**Required work**
**a)** According to the belt drive post, at what temperature does the writer notice a difference when turning the pedals backward by hand?
**b)** Summarize the belt drive post in two sentences.
**c)** Write a continuation of the belt drive post, picking up after its final sentence.

**Excerpt**
I don’t have a belt drive but my better half does and I maintain her bike.  She has done 7,000km on it now after 18 months of ownership.  I have noticed an increase in drag when I rotate the pedals backwards by hand or rather delicately with my fingers.  And the effect is temperature dependent.  Over about 20C (68 F) I cannot tell any difference between reversing the pedals on her bike and my chain driven Raven Tour (both with Rohloffs).  At 10 C (50 F) I can tell the difference when I rotate the pedals backwards by hand (but not with my feet).  In that case her bike seemed to have about the same amount of drag as a friend’s Rholoff equipped chain driven mountain bike that has a chain tensioner on it.

**Information shown**

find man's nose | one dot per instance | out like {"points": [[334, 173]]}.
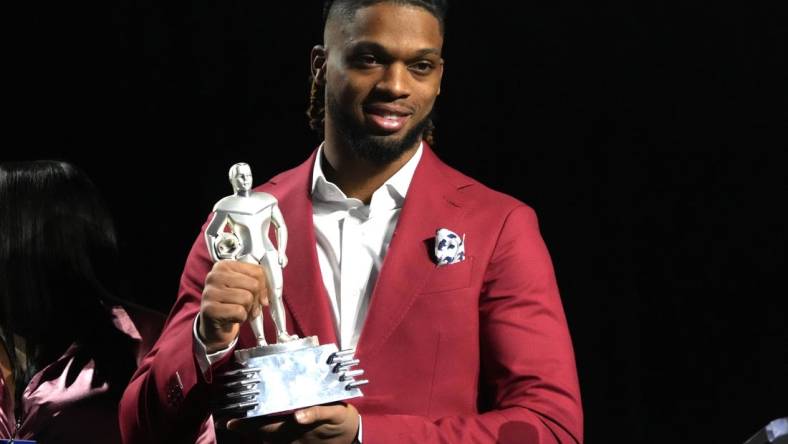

**Answers to the problems**
**a)** At 10 C (50 F).

**b)** The writer maintains a partner's belt-driven bike, which has covered 7,000 km in 18 months, and has noticed more drag when turning its pedals backward by hand, an effect that depends on temperature. Above about 20 C it feels no different from the writer's chain-driven Raven Tour, but at 10 C the drag is noticeable by hand and seems about the same as on a friend's chain-driven mountain bike with a chain tensioner.

**c)**
When I was setting up the bike I played around a bit with the belt tension.  I noticed a significant increase in drag reversing the pedals by hand when I had the tension set on the maximum recommendation compared to the minimum recommended tension.  I finally settled on a little bit below the minimum recommended tension for this reason.  I have tried to get the belt to jump the sprocket during test rides but failed.  The bike has a little snub wheel that is supposed to prevent this skipping.  It is located 1mm away from the belt just where the belt sits flush with the sprocket on the underneath of the sprocket.

Our experience has been that it does stay clean and quiet and so far has required no maintenance.  Gates says the belt will not stretch and so once setup you don’t need to periodically adjust the EBB to keep the tension correct.  So far that has been our experience.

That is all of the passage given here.